DOCUMENT EXTRACT
>> Start

Following the closing of the merger, the combined company will be a leading global producer and distributor of nitrogen and phosphate fertilizer products. CF Industries and Terra have complementary strengths in nitrogen, providing breadth and flexibility in product offerings. In addition, the locations of CF Industries' and Terra's facilities together expand the combined company's domestic reach.
Terra's focus on industrial customers and CF Industries' focus on agricultural customers are complementary and ensure greater strength and resilience through industry cycles. Stockholders of the combined company also will benefit from the value generated by CF Industries' world-scale phosphate business. Furthermore, the enhanced scale and improved access to the capital markets for the newly combined company will allow it to build on existing and future growth initiatives to generate stockholder value.
The transaction is anticipated to create annual cost synergies of up to $135 million, driven primarily by the elimination of overlapping corporate functions, optimization of transportation and distribution systems, and through greater economies of scale in procurement and purchasing. The transaction is expected to be significantly accretive to CF Industries stockholders on both a GAAP and cash EPS basis.
On March 5, 2010, CF Industries filed with the U.S. Securities and Exchange Commission a prospectus/offer to exchange on Form S-4 in connection with its pending exchange offer for all of Terra's outstanding common stock. As a result of the parties' execution of the merger agreement, CF Industries will amend the prospectus/offer to exchange to reflect the terms and conditions of the merger agreement. In accordance with the terms of the merger agreement, CF Industries is extending the expiration of the exchange offer to midnight, New York City time, on April 2, 2010.

>> End

WHAT IS BEING ASKED
Copy the passage of the merger announcement from "Following the closing" to "company's domestic reach." word for word.

ENTRIES SUPPLIED

>> Start

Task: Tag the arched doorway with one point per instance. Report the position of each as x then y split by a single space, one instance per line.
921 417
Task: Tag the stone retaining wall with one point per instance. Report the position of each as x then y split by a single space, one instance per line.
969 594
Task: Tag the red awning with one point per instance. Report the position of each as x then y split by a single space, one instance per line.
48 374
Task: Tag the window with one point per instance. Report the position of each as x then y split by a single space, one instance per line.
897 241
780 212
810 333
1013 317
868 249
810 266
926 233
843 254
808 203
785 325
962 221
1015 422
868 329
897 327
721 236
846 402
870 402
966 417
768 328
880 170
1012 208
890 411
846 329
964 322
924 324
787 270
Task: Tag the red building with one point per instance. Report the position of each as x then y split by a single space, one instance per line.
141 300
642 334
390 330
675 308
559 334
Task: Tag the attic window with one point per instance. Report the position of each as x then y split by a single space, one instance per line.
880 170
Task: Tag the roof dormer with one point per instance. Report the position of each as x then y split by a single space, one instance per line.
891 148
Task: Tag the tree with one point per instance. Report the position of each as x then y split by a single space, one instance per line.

>> End

EXPECTED OUTPUT
Following the closing of the merger, the combined company will be a leading global producer and distributor of nitrogen and phosphate fertilizer products. CF Industries and Terra have complementary strengths in nitrogen, providing breadth and flexibility in product offerings. In addition, the locations of CF Industries' and Terra's facilities together expand the combined company's domestic reach.